■ **Tasks**
- 1) Edit the Metallurg basis-of-presentation note: write out the stretch from "This Quarterly Report" through "and Metallurg Holdings, Inc." with "merger-related costs" replaced by "acquisition-related expenses".
- 2) Resume the Metallurg financial statement notes after their final sentence and extend them with further text in the same style.

■ **Excerpted text**
::::::::::
NOTES TO CONDENSED UNAUDITED CONSOLIDATED FINANCIAL STATEMENTS

1.    BASIS OF PRESENTATION

      This Quarterly Report on Form 10-Q/A (Amendment No. 1) for the period 
      ended October 31, 1998 is being filed to reflect a change in the 
      accounting by Metallurg Holdings, Inc. ("Metallurg Holdings") for its 
      purchase of Metallurg, Inc. on July 13, 1998 and its calculation of 
      goodwill in accordance with APB No. 16, "Business Combinations". 
      Previously, a $3.5 million payment to cancel compensatory options of 
      Metallurg, Inc. was recorded as merger-related costs in the period June 
      10, 1998 (inception) to October 31, 1998 and Metallurg Holdings, Inc. 
      reported a net loss of approximately $8.4 million. The condensed 
      consolidated financial statements of Metallurg Holdings, Inc. and 
      related notes thereto are amended and restated in their entirety to 
      reflect the $3.5 million payment, net of taxes of $0.8 million, as a 
      component of the purchase price. Upon revision, (i) the excess of the 
      purchase price over the fair value of the net assets acquired was 
      approximately $102 million, versus $99.2 million previously reported, 
      (ii) goodwill amortization, net of tax, has been adjusted in the 
      periods ended October 31, 1998 and (iii) the net loss for the period is 
      reduced to approximately $5.6 million.

      Metallurg Holdings' accompanying condensed unaudited consolidated
      financial statements as of October 31, 1998 and for the periods ended
      October 31, 1998 include the accounts of Metallurg Holdings and its
      majority-owned subsidiaries (collectively, the "Company"). Metallurg,
      Inc.'s condensed consolidated financial statements for the quarter and the
      three quarters ended October 31, 1998 (unaudited), the quarter and the two
      quarters ended October 31, 1997 (unaudited), and March 31, 1997 (audited)
      and as of October 31, 1998 (unaudited), January 31, 1998 (audited) and
      March 31, 1997 (audited), include the accounts of Metallurg, Inc. and its
      majority-owned subsidiaries ("Metallurg"). These financial statements 
      have been prepared in accordance with generally accepted accounting 
      principles for interim financial information pursuant to Accounting 
      Principles Board ("APB") Opinion No. 28. Accordingly, they do not 
      include all of the information and footnotes required by generally 
      accepted accounting principles for complete financial statements. In the 
      opinion of management, all adjustments (consisting of normal recurring 
      adjustments) considered necessary for a fair presentation have been 
      included. Operating results for the interim periods presented are not 
      necessarily indicative of the results to be expected for a full year.

      On February 26, 1997, the Fourth Amended and Restated Joint Plan of
      Reorganization (the "Plan") of Metallurg, Inc. and one of its
      subsidiaries, Shieldalloy Metallurgical Corporation ("Shieldalloy"), was
      confirmed by the U.S. Bankruptcy Court for the Southern District of New
      York. Transactions contemplated by the Plan were consummated on April 14,
      1997 (the "Effective Date"). For financial reporting purposes, Metallurg
      has reflected the effects of the Plan consummation as of March 31, 1997.
::::::::::
■ **Dataset content**

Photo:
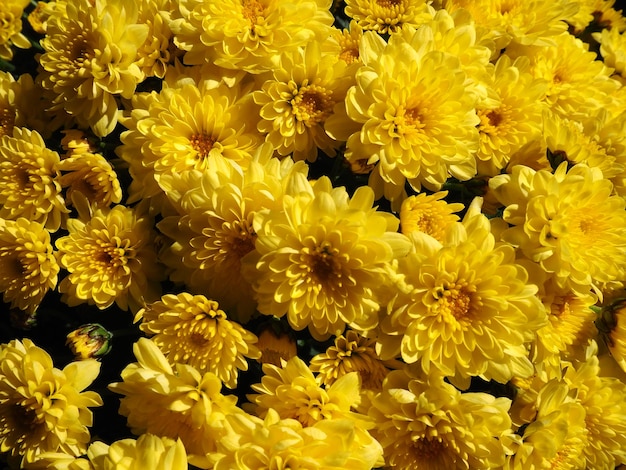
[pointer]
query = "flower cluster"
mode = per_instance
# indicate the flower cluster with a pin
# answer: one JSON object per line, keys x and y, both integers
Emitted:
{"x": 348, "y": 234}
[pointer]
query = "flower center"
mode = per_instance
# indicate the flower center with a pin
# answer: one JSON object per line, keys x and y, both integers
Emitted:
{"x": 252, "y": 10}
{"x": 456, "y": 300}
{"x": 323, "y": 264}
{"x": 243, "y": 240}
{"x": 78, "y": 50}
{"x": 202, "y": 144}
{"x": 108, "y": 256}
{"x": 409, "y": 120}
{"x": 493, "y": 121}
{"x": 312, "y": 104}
::::::::::
■ **Responses per task**
- 1)
This Quarterly Report on Form 10-Q/A (Amendment No. 1) for the period 
      ended October 31, 1998 is being filed to reflect a change in the 
      accounting by Metallurg Holdings, Inc. ("Metallurg Holdings") for its 
      purchase of Metallurg, Inc. on July 13, 1998 and its calculation of 
      goodwill in accordance with APB No. 16, "Business Combinations". 
      Previously, a $3.5 million payment to cancel compensatory options of 
      Metallurg, Inc. was recorded as acquisition-related expenses in the period June 
      10, 1998 (inception) to October 31, 1998 and Metallurg Holdings, Inc.

- 2)
      As a result of the consummation of the Plan and the adoption of
      fresh-start reporting under the American Institute of Certified Public
      Accountants' ("AICPA") Statement of Position 90-7, "Financial Reporting
      by Entities in Reorganization Under the Bankruptcy Code", financial
      statements for the quarter ended March 31, 1997, which includes the
      effects of the adoption of fresh-start reporting and consummation of the
      Plan, are referred to as the "Predecessor Company". Financial statements
      for periods subsequent to March 31, 1997 are referred to as the
      "Reorganized Company". The financial statements of Metallurg after
      consummation of the Plan are not directly comparable to Metallurg's
      financial statements of prior periods.

      Metallurg Holdings and Metallurg, the two holding companies, report on a
      fiscal year ending January 31. The operating subsidiaries report on a
      one-month lag. Accordingly, the period ended October 31, 1998 includes (i)
      the results of Metallurg Holdings from its inception (June 10, 1998) to
      October 31, 1998 (a loss of $4,112,000) and (ii) the results of Metallurg
      for the period subsequent to the Merger date of July 13, 1998, as defined
      below (a loss of $1,482,000). The results of operations of Metallurg for
      the quarter ended October 31, 1998 includes operating subsidiaries'
      results for the period July 1, 1998 to September 30, 1998 and Metallurg,
      Inc.'s, the holding company's, results for the period August 1, 1998 to
      October 31, 1998. 


                                       13
<PAGE>

      The results of operations of Metallurg for the three quarters ended
      October 31, 1998 include the operating subsidiaries' results from January
      1, 1998 to September 30, 1998 and Metallurg, Inc.'s, the holding company's
      results from February 1, 1998 to October 31, 1998. The consolidated
      balance sheet at October 31, 1998 reflects the positions of Metallurg
      Holdings and Metallurg, Inc. at October 31, 1998 and of Metallurg's
      operating subsidiaries at September 30, 1998.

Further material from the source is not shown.